======== The records

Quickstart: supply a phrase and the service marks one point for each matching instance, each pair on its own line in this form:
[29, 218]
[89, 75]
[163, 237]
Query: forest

================

* **Given request**
Set down every line of the listing above again, word for word, with nothing added or changed.

* **Completed task**
Quickstart: supply a phrase and the service marks one point for each matching instance, each pair on its own line in this form:
[29, 218]
[89, 75]
[163, 237]
Query: forest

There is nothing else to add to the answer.